**PASSAGE PRÉSENTÉ**
:::::

En revanche, environ 200 commerçants, regroupés sous le vocable de Pub and Bar Coalition of Ontario (PUBCO), s’opposent au règlement en Cour, alléguant que la municipalité outrepassait ses compétences en interdisant totalement de fumer. Fin août, en première instance, le juge Gérald Morin a rejeté cette requête en donnant raison à la municipalité; un représentant du gouvernement de l’Ontario avait d’ailleurs témoigné en faveur du règlement. « Ce jugement n’est pas important seulement pour la ville d’Ottawa, a déclaré le maire Bob Chiarelli. Il aura un impact à travers le pays. Nous avons établi un précédent qui aura des retombées. »

:::::

**CONSIGNE**
Pour chacune des affirmations suivantes, indiquez si elle concorde avec le passage présenté en répondant par oui ou par non, puis citez textuellement les mots du passage qui tranchent la question. (a) Environ 200 commerçants contestent le règlement devant les tribunaux. (b) Le juge Gérald Morin a donné raison aux commerçants. (c) Un représentant du gouvernement de l’Ontario a témoigné contre le règlement.

**MATÉRIEL FOURNI**
:::::

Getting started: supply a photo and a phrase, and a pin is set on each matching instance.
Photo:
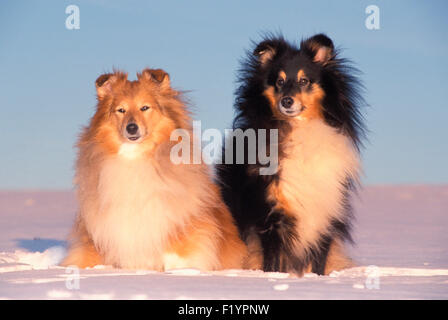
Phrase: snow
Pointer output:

:::::

**RÉPONSE**
(a) Oui : « environ 200 commerçants, regroupés sous le vocable de Pub and Bar Coalition of Ontario (PUBCO), s’opposent au règlement en Cour »
(b) Non : « le juge Gérald Morin a rejeté cette requête en donnant raison à la municipalité »
(c) Non : « un représentant du gouvernement de l’Ontario avait d’ailleurs témoigné en faveur du règlement »